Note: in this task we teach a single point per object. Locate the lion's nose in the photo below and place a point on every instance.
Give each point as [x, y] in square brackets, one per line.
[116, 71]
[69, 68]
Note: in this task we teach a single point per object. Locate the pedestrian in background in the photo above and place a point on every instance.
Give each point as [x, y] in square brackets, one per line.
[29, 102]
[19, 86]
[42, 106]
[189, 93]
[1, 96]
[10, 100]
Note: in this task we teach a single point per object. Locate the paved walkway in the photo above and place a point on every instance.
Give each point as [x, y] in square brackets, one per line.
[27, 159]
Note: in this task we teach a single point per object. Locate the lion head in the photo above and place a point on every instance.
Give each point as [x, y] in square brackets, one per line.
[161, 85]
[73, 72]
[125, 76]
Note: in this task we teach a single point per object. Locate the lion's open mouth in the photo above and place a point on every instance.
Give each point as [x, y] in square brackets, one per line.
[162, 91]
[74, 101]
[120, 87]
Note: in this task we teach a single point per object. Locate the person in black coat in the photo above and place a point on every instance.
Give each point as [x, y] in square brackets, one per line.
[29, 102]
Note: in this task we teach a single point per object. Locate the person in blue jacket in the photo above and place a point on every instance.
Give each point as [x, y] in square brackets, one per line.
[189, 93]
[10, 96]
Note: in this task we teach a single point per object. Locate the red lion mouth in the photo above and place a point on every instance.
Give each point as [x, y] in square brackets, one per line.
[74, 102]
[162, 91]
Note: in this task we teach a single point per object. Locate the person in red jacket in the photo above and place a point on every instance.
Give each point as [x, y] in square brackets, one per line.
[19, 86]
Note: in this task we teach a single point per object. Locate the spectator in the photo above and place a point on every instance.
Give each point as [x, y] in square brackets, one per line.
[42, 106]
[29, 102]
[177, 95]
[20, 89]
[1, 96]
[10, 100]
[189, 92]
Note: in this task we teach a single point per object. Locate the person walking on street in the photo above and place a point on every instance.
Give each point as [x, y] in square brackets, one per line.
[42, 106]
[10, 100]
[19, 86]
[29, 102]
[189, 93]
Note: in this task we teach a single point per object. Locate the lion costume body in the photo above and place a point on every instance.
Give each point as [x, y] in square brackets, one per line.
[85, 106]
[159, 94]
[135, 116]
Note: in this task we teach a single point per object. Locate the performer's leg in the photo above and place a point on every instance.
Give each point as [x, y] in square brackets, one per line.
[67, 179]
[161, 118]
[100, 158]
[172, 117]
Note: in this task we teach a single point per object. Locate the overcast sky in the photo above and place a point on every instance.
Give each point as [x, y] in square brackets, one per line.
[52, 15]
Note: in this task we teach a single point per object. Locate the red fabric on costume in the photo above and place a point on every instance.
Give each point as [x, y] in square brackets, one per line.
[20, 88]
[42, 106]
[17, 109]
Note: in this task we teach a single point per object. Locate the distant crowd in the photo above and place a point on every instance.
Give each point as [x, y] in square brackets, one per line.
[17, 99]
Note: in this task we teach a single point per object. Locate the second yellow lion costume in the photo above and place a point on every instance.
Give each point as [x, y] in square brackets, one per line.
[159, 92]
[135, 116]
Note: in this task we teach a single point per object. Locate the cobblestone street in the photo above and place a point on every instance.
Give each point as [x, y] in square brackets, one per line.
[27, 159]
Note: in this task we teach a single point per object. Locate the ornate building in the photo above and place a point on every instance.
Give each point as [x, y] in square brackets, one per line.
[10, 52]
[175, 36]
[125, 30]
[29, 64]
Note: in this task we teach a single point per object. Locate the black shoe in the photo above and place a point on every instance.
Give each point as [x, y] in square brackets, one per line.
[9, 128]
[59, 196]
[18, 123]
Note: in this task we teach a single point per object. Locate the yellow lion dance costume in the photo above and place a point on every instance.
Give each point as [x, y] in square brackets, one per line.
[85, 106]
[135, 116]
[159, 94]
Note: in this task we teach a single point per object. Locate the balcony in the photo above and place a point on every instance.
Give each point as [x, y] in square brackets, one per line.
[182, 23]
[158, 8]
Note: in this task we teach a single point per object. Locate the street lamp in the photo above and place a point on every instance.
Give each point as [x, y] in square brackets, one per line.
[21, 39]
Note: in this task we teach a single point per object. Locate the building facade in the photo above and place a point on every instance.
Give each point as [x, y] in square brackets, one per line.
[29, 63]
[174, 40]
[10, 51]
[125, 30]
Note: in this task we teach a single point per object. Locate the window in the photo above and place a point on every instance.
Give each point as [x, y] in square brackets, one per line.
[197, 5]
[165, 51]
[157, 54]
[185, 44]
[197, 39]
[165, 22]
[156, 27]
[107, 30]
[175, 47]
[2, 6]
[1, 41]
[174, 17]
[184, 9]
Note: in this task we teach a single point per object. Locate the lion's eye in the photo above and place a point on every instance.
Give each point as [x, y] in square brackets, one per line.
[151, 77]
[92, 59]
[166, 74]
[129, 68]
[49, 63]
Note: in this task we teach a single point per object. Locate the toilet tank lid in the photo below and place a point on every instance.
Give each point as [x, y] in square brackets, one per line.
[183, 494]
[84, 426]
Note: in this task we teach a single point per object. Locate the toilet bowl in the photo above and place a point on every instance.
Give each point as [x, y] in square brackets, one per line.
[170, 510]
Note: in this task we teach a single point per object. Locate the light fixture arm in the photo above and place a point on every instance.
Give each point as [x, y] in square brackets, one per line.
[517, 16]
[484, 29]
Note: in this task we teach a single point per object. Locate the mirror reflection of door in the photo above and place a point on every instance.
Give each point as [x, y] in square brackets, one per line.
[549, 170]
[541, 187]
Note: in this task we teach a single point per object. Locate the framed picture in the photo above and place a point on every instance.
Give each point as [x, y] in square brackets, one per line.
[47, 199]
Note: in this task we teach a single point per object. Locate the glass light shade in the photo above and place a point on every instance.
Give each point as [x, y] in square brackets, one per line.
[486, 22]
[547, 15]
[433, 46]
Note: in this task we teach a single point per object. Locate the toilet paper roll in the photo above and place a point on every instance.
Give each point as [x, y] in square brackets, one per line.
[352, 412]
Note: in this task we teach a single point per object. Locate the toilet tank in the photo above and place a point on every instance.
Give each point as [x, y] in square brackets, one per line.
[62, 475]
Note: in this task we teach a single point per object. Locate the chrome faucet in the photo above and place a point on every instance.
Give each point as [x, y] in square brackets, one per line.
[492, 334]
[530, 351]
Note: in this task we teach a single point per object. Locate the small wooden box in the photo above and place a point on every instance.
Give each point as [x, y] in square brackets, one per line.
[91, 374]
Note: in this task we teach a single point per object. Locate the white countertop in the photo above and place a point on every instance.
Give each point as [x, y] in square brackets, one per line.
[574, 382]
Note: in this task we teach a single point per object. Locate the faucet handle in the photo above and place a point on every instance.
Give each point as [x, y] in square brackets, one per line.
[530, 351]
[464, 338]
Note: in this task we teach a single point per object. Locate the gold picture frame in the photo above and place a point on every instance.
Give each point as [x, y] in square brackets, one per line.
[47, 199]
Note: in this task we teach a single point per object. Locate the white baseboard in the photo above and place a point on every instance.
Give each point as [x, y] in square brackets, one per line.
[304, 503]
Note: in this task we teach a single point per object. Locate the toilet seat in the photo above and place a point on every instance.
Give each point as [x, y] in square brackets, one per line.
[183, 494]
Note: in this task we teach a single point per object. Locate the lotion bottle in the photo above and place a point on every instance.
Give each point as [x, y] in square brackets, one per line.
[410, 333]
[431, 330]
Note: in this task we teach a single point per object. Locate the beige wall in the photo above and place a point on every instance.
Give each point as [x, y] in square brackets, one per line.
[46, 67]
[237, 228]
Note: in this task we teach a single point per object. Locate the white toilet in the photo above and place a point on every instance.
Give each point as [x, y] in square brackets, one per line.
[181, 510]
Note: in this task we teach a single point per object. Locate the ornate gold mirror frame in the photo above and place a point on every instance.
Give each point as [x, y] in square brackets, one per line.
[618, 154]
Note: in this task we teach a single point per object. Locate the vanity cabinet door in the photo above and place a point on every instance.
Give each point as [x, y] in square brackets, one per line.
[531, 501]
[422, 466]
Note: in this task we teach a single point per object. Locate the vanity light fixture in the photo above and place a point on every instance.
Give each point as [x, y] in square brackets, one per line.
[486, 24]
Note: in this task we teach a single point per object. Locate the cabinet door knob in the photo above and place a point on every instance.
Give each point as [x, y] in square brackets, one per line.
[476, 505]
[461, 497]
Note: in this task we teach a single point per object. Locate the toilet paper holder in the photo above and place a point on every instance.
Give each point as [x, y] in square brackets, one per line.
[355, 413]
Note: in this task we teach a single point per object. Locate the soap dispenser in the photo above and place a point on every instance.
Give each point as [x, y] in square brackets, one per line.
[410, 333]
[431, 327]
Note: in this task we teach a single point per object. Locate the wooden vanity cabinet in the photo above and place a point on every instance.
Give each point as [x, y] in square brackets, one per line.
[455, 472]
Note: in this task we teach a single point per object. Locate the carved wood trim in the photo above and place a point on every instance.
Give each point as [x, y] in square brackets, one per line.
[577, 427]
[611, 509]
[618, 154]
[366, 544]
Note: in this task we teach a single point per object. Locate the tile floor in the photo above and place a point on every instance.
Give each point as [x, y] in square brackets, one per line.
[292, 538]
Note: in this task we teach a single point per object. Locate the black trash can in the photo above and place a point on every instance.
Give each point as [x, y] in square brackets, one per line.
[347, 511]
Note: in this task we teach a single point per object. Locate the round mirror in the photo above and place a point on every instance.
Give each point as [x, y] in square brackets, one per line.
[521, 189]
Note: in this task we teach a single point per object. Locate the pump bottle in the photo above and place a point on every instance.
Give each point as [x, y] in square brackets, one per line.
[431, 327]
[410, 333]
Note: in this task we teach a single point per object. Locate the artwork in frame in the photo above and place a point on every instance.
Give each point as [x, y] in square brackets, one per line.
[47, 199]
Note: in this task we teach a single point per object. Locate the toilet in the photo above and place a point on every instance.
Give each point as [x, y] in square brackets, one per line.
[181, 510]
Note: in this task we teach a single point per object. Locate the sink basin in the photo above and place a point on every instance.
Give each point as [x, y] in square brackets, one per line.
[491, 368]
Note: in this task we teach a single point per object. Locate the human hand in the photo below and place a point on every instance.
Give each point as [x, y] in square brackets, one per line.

■ ■ ■ ■ ■ ■ ■

# [AIM]
Transcribe word for word the lines from the one holding "Locate the soap" to the last line of the listing above, inclusive.

# [FINAL ANSWER]
Note: in this task we teach a single point per object. Locate the soap dispenser in the photo above and place a point on every instance.
Give each point as [x, y] in square brackets, one per line.
[410, 333]
[431, 327]
Note: in this task we teach a single point per object. Locate the wooden vanity cabinet in the photo above and place a point on every instance.
Give each point as [x, y] in square brackets, one per line.
[455, 472]
Note: in this task we teach a single point per object. Locate the carved wood trim in the photo above and place a point on every instance.
Give each point as [x, y] in square brackets, one per line.
[577, 427]
[611, 509]
[618, 154]
[366, 544]
Note: in this task we teach a single point per object. Locate the tile floor in the photo above and place a point on every instance.
Give each point as [x, y] in square brackets, one per line.
[292, 538]
Note: in this task we teach a single point per object. Locate the black trash can in the photo above and place a point on every instance.
Give each point as [x, y] in square brackets, one per line.
[347, 511]
Note: in this task we teach a single point per object. Locate the round mirror in the photo above and place a point on every instance.
Give each point as [x, y] in square brackets, one per line.
[521, 189]
Note: in this task we teach a single point per object. Locate the pump bottle in the photo above and place a point on every instance.
Give each point as [x, y] in square brackets, one per line.
[431, 327]
[410, 333]
Note: in this task we teach a single point per object. Locate the artwork in frame in the photo above and place a point on every instance.
Give each point as [x, y] in square brackets, one per line.
[47, 199]
Note: in this task we teach a single point per object. Locate the toilet in the photo above and place a point on every instance.
Give each point as [x, y] in square brackets, one per line.
[181, 510]
Note: in this task we teach a single point per object. Locate the sink basin in the photo above and place a point on every instance.
Give each point as [x, y] in square brackets, one per line.
[491, 368]
Note: in this task we teach a single point per object. Locate the human hand in the photo below and place a point on every instance.
Give each point as [x, y] in square brackets, one per line.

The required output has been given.